Directions -
Every line below from the one containing "tag the player's knee" through the one containing "tag the soccer player" must be transcribed exactly. Omit all lines outside that stretch.

Stored data -
^^^^^^^^
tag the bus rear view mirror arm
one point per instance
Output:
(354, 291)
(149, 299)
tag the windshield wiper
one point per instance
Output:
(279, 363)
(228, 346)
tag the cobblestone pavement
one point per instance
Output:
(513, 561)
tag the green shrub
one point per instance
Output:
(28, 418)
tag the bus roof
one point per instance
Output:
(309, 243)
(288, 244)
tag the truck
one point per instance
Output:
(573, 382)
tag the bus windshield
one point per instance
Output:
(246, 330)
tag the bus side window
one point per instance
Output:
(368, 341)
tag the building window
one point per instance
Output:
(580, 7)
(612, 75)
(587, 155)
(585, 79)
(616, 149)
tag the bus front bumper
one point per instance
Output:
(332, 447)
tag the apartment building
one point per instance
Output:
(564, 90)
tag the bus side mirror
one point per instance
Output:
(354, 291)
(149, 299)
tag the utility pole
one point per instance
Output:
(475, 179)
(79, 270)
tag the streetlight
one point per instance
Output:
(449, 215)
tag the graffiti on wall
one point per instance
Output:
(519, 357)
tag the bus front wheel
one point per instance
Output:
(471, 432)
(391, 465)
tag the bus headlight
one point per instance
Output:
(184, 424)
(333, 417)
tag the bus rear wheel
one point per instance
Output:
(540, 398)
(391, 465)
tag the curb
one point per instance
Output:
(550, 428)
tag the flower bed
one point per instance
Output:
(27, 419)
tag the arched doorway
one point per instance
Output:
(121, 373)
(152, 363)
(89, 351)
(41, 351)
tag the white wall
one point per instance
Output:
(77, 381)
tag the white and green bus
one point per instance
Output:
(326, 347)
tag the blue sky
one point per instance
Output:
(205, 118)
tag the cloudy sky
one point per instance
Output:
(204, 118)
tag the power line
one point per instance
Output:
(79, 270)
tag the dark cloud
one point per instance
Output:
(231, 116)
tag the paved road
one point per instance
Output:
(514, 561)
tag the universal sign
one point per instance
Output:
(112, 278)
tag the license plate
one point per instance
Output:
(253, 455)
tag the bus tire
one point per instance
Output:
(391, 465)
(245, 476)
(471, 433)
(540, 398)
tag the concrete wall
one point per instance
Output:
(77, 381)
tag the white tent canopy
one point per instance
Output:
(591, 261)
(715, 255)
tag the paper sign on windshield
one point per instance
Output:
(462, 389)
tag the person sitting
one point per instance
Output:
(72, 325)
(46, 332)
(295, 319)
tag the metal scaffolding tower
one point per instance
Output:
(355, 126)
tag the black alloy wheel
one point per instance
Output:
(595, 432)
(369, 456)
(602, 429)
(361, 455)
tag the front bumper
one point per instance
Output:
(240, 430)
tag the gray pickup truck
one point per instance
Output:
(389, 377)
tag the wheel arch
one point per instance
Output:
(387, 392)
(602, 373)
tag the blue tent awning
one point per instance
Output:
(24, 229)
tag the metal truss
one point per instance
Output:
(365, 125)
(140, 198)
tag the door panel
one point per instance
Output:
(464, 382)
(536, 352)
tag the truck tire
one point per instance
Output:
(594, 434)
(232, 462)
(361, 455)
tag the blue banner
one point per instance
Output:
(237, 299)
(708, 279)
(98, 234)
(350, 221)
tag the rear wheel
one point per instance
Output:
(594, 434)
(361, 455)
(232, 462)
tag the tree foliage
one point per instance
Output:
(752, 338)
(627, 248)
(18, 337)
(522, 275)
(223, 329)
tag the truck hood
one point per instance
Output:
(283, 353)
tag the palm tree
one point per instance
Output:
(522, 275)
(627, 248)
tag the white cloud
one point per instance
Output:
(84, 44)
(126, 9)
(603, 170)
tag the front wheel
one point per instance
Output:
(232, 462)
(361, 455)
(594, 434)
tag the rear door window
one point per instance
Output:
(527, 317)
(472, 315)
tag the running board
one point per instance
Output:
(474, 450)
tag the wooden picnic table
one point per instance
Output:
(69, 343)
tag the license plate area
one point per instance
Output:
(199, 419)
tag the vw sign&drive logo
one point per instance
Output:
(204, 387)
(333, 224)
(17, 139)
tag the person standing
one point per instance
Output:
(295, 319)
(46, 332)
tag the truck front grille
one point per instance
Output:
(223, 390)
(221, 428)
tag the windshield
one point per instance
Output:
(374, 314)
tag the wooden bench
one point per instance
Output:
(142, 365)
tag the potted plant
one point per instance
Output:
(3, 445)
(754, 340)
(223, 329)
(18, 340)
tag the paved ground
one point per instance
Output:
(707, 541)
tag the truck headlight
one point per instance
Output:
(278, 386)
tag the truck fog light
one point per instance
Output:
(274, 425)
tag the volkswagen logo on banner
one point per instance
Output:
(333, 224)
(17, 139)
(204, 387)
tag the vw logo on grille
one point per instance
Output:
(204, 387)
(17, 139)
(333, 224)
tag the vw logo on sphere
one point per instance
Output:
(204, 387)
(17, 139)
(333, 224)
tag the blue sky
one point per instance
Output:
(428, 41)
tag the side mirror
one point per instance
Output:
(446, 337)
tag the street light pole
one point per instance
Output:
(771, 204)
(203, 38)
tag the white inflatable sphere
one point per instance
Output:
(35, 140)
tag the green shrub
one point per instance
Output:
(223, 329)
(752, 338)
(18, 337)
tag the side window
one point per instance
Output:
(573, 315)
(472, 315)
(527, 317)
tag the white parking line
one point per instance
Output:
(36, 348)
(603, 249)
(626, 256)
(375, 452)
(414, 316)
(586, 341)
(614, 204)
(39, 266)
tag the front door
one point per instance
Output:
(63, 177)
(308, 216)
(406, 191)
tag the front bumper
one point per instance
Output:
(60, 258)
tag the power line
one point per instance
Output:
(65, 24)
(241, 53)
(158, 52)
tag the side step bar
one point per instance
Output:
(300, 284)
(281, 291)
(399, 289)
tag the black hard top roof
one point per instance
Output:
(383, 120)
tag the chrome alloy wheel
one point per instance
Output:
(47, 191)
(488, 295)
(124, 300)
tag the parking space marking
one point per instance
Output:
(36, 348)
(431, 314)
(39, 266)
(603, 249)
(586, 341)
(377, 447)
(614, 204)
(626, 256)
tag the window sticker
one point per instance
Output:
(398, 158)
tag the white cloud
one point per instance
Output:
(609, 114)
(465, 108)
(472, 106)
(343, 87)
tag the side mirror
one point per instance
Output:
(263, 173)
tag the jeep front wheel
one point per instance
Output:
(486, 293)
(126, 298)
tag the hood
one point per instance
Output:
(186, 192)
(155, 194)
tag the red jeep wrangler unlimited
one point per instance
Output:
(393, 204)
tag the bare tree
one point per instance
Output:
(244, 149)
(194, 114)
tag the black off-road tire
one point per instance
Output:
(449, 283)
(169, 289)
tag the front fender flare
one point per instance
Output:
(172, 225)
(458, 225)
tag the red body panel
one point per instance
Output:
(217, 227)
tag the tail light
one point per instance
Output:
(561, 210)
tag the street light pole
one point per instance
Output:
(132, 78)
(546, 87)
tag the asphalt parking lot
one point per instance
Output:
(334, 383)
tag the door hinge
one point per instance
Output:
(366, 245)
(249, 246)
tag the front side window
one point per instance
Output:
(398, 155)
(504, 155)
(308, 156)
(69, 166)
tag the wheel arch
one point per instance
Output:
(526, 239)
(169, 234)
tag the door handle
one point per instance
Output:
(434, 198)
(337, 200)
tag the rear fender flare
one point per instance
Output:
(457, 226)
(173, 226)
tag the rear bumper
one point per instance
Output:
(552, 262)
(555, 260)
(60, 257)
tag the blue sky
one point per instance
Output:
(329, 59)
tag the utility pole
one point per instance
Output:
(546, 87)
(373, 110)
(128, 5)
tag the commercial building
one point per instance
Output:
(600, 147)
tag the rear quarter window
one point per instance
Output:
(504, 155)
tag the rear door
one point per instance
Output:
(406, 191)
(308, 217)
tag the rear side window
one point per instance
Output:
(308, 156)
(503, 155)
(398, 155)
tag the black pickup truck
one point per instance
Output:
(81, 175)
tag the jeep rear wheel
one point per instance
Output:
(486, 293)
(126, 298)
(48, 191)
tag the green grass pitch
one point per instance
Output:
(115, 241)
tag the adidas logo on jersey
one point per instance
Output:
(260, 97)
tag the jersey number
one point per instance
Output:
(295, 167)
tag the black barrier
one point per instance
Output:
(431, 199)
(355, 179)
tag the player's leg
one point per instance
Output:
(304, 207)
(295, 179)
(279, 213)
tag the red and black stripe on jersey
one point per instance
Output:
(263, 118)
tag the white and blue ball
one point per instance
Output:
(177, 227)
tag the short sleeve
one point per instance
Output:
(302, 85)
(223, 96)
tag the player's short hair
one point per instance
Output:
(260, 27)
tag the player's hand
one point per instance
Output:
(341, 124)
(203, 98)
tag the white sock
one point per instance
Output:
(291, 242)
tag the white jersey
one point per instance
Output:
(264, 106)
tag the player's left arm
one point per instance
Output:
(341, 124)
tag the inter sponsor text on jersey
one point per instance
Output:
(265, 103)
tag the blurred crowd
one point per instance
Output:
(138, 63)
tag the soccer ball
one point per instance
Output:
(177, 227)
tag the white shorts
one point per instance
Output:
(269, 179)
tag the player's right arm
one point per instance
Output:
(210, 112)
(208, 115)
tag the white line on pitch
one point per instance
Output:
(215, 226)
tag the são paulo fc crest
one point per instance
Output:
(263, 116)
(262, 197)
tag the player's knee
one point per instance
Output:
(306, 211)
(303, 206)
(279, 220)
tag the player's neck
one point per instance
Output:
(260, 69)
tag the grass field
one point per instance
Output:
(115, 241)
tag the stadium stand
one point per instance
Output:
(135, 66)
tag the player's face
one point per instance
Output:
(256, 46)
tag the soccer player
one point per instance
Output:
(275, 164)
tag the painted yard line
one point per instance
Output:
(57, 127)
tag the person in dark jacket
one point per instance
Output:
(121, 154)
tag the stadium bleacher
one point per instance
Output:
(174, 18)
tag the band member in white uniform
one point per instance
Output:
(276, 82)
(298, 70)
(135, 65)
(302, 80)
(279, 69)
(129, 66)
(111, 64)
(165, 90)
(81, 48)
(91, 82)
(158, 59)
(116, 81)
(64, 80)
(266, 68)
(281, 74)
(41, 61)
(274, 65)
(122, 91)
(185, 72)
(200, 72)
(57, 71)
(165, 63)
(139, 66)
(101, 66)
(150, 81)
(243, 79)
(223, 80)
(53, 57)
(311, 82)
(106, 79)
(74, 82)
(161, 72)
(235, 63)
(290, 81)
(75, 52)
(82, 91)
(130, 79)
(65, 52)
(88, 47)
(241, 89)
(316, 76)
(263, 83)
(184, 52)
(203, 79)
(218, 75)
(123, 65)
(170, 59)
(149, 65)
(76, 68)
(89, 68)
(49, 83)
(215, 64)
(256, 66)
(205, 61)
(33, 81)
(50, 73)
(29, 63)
^^^^^^^^
Answer section -
tag the player's knee
one point per instance
Output:
(306, 211)
(303, 206)
(279, 220)
tag the player's neck
one point per instance
Output:
(260, 69)
tag the grass field
one point per instance
Output:
(115, 241)
tag the stadium stand
one point per instance
Output:
(135, 66)
tag the player's face
one point per instance
Output:
(256, 46)
tag the soccer player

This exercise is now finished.